| Task to complete |
The entries below are to be printed again word for word.

[Segmentation mask data]
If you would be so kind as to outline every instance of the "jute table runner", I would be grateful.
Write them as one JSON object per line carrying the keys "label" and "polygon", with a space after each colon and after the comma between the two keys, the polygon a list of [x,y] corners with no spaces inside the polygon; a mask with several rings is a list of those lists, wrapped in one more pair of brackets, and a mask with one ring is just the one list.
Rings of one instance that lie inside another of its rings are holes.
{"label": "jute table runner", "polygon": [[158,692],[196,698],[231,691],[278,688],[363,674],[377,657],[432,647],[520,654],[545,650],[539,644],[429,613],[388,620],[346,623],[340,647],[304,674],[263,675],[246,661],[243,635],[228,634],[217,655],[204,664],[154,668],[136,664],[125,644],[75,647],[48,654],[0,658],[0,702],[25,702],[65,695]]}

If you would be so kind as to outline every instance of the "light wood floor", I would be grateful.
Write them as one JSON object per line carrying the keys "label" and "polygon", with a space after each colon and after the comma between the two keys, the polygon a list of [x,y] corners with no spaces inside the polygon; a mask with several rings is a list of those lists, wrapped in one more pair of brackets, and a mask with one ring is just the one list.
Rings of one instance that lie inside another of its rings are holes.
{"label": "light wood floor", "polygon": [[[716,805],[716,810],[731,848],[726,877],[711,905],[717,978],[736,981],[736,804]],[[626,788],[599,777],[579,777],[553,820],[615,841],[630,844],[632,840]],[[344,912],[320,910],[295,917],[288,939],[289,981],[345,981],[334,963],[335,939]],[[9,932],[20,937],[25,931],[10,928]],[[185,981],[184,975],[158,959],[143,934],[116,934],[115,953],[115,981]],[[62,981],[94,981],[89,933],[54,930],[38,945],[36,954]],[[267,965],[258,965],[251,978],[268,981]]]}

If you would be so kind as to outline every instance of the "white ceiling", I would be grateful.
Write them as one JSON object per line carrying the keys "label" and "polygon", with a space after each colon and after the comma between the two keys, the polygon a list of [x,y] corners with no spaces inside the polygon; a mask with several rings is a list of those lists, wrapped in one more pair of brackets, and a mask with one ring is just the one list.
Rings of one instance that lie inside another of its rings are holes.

| Exercise answer |
If you would be so kind as to outline every instance of the "jute table runner", I would be grateful.
Write them as one JSON object per line carrying the keys "label" and "polygon", with a space after each colon and after the comma between the two keys, the polygon a list of [x,y] corners with no spaces inside the polygon; a mask with several rings is a list of those lists, wrapped in one more pair of brackets, and a mask with one ring is just the one list.
Rings of one instance that lie inside another of its rings are holes.
{"label": "jute table runner", "polygon": [[158,692],[196,698],[231,691],[278,688],[363,674],[377,657],[432,647],[520,654],[545,650],[539,644],[429,613],[388,620],[346,623],[340,647],[304,674],[263,675],[246,661],[243,635],[228,634],[217,655],[204,664],[154,668],[136,664],[125,644],[75,647],[48,654],[0,658],[0,702],[25,702],[65,695]]}

If you would be so kind as to outline every instance of the "light wood floor", I would be grateful.
Write them as one JSON object per line carrying the keys "label" and "polygon", with a space after each colon and after the comma between the two keys, the polygon a list of [x,y] corners with no spaces inside the polygon; a mask with several rings is a list of those lists, wrapped in one more pair of brackets, and a mask with one ring is just the one list.
Rings of one instance that lie inside another of its rings are holes.
{"label": "light wood floor", "polygon": [[[716,805],[716,810],[731,848],[726,877],[711,905],[717,978],[736,981],[736,804]],[[626,788],[599,777],[579,777],[553,820],[615,841],[630,844],[632,840]],[[344,912],[320,910],[295,917],[288,939],[289,981],[345,981],[334,963],[335,939]],[[9,932],[20,937],[25,931],[10,928]],[[185,981],[184,975],[158,959],[143,934],[116,934],[115,953],[115,981]],[[62,981],[94,981],[89,933],[54,930],[38,945],[36,954]],[[267,965],[258,965],[251,978],[268,981]]]}

If you would be so kind as to outline every instance of the "white ceiling", I would be grateful.
Write them as one JSON object per line carrying the keys "label" and "polygon", with a space after each colon and after the comma between the two keys, the polygon a list of [x,y] corners with no spaces inside the polygon; a mask with several rings is a list of those lists, wrapped in one more pair of brackets, and a mask with one ring is just the one list.
Rings of one instance that lie inside another of its rings are holes.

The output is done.